### DOCUMENT EXCERPT
• • • •
Wednesday, May 31, 2023

Robocolleges, Artificial Intelligence, and the Dehumanization of Higher Education

In 2019, the Higher Education Inquirer began writing about the ruthless automation of academic work. We were looking for information on how the ideas of Frederick Taylor and his intellectual progeny (e.g. Harvard Business School's Clayton Christensen) resulted in an academic assembly line for low-grade higher education.  A subprime education for the masses. 

It was obvious that large for-profit colleges had been divesting in academic labor for decades, replacing full-time instructors with adjunct faculty. And they eventually replaced thousands of physical learning sites with exclusively online learning. Over time, content creators and other ghost workers replaced adjuncts. And the remaining adjuncts worked as deskilled labor. Shareholder profits, and branding, advertising, and enrollment numbers were more important than student outcomes. 

Two years later we used the terms "robocollege" and "robostudent" to acknowledge the extent of dehumanization in higher education. We noted that this process was taking place not only at for-profit colleges, but shadow for-profits, mid-rung state-run schools--and even at more elite schools who were looking for increased profits. 

Community colleges continue to dehumanize significant portions of their adjunct workforces with low pay and precarity. Online education makes it more alienating but more convenient for working folks. 

Expensive public and private universities continue to use grad assistants, lecturers, and other adjunct instructors in high-tech lecture halls. Classes almost as alienating and unproductive as online instruction.     

Over the last four decades, thousands of satellite campuses have closed across the US, making local connections less possible. Night schools at the local high school are a thing of the past.

For-profit Online Program Managers (OPMs) like Academic Partnerships and 2U recruit students for regional and elite state universities and private schools--hoping to profit from the growth of online education. But learning outcomes, completion rates, and debt-to-earnings ratios may be riskier bets for consumers choosing to take the more convenient and seemingly cheaper online route.
• • • •
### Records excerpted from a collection
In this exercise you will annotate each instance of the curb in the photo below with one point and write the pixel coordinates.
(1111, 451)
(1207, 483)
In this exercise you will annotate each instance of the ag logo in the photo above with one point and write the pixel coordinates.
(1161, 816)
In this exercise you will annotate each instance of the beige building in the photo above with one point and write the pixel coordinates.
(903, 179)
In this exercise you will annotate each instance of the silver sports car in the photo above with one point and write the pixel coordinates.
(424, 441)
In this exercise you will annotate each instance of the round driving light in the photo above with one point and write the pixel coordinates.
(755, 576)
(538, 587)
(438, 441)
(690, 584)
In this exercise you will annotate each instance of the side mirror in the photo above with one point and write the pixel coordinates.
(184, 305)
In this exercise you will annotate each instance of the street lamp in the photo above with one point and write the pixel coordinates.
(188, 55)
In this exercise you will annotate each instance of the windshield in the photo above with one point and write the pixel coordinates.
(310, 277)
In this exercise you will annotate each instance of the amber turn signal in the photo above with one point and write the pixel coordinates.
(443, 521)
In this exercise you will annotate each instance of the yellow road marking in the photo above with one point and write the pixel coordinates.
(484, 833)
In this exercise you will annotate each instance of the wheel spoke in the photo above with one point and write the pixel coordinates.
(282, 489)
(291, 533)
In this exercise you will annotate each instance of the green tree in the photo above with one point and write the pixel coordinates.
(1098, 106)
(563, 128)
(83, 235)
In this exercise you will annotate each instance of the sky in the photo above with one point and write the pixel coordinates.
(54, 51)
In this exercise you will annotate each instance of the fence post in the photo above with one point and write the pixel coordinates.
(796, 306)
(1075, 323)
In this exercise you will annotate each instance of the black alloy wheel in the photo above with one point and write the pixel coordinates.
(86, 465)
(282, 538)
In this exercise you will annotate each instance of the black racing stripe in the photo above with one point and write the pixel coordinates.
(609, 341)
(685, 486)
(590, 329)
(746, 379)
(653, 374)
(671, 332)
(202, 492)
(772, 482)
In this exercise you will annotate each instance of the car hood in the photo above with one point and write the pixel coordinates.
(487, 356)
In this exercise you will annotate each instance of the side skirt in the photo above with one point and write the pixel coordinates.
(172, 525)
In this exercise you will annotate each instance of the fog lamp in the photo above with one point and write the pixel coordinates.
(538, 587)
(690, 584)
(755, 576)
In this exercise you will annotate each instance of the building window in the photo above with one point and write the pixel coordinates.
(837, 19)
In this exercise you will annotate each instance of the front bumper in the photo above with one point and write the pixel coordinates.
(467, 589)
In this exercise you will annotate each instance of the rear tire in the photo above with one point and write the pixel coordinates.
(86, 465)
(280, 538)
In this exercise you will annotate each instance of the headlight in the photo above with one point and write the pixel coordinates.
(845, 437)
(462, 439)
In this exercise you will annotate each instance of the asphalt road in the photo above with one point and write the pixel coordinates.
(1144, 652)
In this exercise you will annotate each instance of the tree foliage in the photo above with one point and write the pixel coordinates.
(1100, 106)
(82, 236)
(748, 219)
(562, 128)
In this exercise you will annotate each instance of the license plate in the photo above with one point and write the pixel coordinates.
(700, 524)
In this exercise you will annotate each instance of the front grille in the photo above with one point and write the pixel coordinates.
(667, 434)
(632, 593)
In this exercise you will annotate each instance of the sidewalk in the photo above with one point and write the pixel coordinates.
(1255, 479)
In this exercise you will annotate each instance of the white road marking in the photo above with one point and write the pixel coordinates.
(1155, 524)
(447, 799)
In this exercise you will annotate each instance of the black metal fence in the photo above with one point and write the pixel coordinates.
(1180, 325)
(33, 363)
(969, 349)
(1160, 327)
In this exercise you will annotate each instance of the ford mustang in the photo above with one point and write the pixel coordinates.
• • • •
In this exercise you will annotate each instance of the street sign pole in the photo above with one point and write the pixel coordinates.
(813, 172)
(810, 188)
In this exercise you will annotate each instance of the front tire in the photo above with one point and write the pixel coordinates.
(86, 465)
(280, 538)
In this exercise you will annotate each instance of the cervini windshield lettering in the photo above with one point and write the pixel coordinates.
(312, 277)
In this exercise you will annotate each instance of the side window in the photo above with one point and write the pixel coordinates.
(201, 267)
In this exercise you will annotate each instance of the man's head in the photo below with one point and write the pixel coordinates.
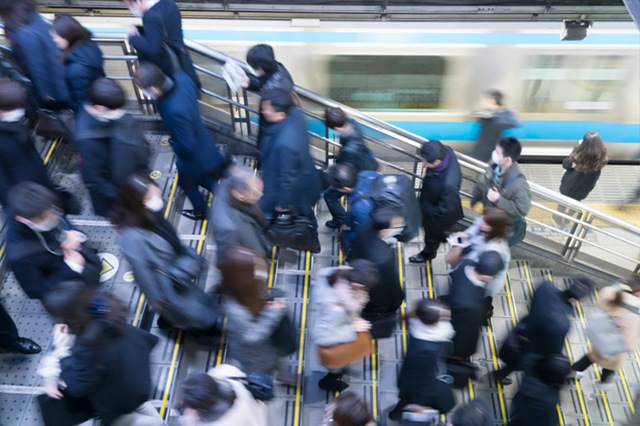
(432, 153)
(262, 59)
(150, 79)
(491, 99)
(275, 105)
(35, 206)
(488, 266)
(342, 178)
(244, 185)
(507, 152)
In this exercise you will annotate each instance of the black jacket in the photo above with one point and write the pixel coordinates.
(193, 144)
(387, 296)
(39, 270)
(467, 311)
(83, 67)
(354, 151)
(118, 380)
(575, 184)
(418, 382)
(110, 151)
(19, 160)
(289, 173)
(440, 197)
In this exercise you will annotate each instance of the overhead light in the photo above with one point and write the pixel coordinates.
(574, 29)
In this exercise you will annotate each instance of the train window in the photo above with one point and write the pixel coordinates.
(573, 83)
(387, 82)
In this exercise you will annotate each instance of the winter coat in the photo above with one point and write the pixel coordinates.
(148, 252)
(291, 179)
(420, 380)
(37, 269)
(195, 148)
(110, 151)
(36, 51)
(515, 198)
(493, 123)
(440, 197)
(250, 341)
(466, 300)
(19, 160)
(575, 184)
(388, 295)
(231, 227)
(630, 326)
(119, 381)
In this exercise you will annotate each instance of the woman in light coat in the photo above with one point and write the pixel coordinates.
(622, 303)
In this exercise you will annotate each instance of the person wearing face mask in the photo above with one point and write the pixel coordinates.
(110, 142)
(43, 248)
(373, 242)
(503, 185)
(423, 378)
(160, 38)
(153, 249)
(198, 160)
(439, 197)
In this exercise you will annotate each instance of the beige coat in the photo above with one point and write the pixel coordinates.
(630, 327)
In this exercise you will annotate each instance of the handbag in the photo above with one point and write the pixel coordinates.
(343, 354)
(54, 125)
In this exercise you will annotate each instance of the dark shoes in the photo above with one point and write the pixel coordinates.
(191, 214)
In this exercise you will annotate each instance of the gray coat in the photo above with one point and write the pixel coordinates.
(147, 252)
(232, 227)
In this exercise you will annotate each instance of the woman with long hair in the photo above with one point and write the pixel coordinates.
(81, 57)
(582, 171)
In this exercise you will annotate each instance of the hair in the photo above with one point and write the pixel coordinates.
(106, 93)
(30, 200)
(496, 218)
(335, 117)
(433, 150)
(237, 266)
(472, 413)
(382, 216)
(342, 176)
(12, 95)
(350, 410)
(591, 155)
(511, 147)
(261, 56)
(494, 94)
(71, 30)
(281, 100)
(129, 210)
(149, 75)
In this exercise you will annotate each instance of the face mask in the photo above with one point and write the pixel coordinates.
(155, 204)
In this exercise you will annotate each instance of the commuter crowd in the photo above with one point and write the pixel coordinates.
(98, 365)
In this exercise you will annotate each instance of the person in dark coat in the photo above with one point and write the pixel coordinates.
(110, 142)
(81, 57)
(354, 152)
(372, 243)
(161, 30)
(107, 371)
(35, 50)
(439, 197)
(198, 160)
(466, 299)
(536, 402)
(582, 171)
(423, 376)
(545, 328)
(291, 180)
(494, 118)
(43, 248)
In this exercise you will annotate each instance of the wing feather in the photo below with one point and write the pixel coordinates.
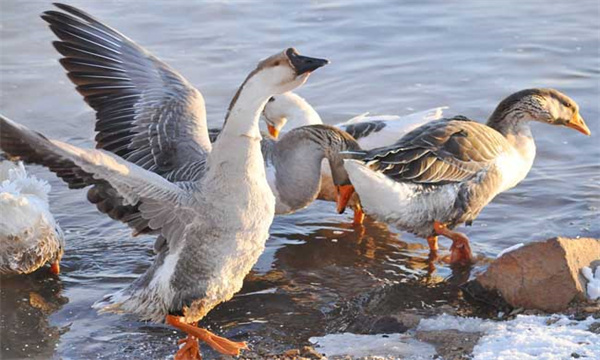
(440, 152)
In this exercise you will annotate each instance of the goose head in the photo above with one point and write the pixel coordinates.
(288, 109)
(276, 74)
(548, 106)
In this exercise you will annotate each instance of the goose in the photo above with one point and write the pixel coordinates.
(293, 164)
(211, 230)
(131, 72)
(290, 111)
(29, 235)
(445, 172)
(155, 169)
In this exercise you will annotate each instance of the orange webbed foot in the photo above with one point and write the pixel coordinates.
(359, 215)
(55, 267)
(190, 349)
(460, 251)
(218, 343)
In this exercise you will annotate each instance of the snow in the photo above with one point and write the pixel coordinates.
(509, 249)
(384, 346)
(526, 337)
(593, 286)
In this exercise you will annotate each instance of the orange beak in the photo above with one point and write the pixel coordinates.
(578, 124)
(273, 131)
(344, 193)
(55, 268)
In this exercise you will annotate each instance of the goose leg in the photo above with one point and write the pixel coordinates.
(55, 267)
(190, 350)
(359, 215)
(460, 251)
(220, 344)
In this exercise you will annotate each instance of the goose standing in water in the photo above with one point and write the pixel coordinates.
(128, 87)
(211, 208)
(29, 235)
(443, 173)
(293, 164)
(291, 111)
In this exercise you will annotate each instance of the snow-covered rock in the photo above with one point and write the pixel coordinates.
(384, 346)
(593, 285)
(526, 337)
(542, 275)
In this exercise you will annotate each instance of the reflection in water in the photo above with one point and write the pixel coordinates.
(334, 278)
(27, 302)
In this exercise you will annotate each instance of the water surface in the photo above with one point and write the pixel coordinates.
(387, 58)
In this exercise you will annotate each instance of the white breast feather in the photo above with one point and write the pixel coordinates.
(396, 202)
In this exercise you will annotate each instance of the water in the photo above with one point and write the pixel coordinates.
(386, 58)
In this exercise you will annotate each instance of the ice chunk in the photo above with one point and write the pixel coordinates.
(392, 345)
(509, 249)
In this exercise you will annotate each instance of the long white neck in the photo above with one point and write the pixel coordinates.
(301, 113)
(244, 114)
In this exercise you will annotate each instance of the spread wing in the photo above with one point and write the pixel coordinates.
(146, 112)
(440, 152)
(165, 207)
• • • •
### EXERCISE
In the text on robocolleges, the paragraph that begins "Two years later" names the kinds of schools where the process of dehumanization was taking place. List every kind it names.

### ANSWER SECTION
- For-profit colleges
- Shadow for-profits
- Mid-rung state-run schools
- More elite schools that were looking for increased profits